◆ What this task involves
I'd like every record given again exactly, please.

◆ Data records
##########

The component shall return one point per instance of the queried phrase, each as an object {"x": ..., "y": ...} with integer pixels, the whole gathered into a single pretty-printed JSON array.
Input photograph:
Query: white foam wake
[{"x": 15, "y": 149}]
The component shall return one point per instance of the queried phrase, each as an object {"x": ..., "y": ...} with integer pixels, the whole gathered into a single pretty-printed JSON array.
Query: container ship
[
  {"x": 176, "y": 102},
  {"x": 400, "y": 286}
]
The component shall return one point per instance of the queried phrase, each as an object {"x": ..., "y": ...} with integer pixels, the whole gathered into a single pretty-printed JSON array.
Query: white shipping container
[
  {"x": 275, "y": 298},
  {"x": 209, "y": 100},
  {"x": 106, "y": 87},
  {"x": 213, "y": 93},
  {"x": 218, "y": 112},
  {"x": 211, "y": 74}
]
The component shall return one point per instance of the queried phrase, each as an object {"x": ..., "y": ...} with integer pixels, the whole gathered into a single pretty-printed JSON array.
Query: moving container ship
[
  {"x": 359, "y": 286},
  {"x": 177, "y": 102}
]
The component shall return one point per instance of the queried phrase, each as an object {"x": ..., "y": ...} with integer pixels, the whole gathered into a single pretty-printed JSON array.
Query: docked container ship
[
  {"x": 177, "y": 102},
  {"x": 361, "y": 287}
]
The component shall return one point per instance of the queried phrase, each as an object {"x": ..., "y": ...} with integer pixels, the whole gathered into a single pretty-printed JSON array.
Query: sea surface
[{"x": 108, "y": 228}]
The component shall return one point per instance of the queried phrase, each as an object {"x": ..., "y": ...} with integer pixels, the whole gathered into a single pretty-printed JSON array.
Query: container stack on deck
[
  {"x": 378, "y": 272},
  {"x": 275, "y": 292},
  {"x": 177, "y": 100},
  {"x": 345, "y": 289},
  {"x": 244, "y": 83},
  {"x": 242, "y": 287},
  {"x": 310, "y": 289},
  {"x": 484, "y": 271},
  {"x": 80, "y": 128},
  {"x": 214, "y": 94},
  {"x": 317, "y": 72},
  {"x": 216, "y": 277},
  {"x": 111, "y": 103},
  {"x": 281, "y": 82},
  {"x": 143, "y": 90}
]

##########

◆ Written answer
The component shall return one point per instance of the queried phrase, each as an object {"x": ..., "y": ...} with integer pixels, the whole gathered into a single pretty-printed JSON array.
Input photograph:
Query: white foam wake
[{"x": 15, "y": 149}]
The component shall return one point per instance of the queried phrase, each as an object {"x": ..., "y": ...} with integer pixels, the whole gathered into a single pretty-printed JSON array.
Query: container ship
[
  {"x": 176, "y": 102},
  {"x": 400, "y": 286}
]
The component shall return one point per instance of the queried phrase, each as an object {"x": ..., "y": ...} with integer pixels, the whole gathered into a single pretty-printed JSON array.
Query: white shipping container
[
  {"x": 275, "y": 298},
  {"x": 209, "y": 100},
  {"x": 106, "y": 87},
  {"x": 213, "y": 93},
  {"x": 218, "y": 112},
  {"x": 211, "y": 74}
]
The component shall return one point per instance of the queried phrase, each as an object {"x": ..., "y": ...} with integer pixels, the whole gathered into a single pretty-printed JSON array.
Query: moving container ship
[
  {"x": 359, "y": 286},
  {"x": 177, "y": 102}
]
The component shall return one point per instance of the queried phrase, each as an object {"x": ..., "y": ...} with integer pixels, the whole gathered into a single pretty-printed JSON array.
Query: docked container ship
[
  {"x": 177, "y": 102},
  {"x": 361, "y": 287}
]
The component shall return one point per instance of the queried phrase, each as an object {"x": ..., "y": ...} with integer pixels, the whole gathered into a single pretty-printed JSON array.
Query: sea surface
[{"x": 108, "y": 228}]
The component shall return one point per instance of the queried phrase, each as an object {"x": ..., "y": ...} with integer pixels, the whole gathered into a single pretty-printed JSON array.
Query: container stack on deck
[
  {"x": 378, "y": 272},
  {"x": 275, "y": 292},
  {"x": 177, "y": 100},
  {"x": 345, "y": 289},
  {"x": 244, "y": 83},
  {"x": 242, "y": 287},
  {"x": 310, "y": 289},
  {"x": 484, "y": 271},
  {"x": 80, "y": 128},
  {"x": 214, "y": 94},
  {"x": 317, "y": 72},
  {"x": 216, "y": 277},
  {"x": 111, "y": 103},
  {"x": 281, "y": 82},
  {"x": 143, "y": 90}
]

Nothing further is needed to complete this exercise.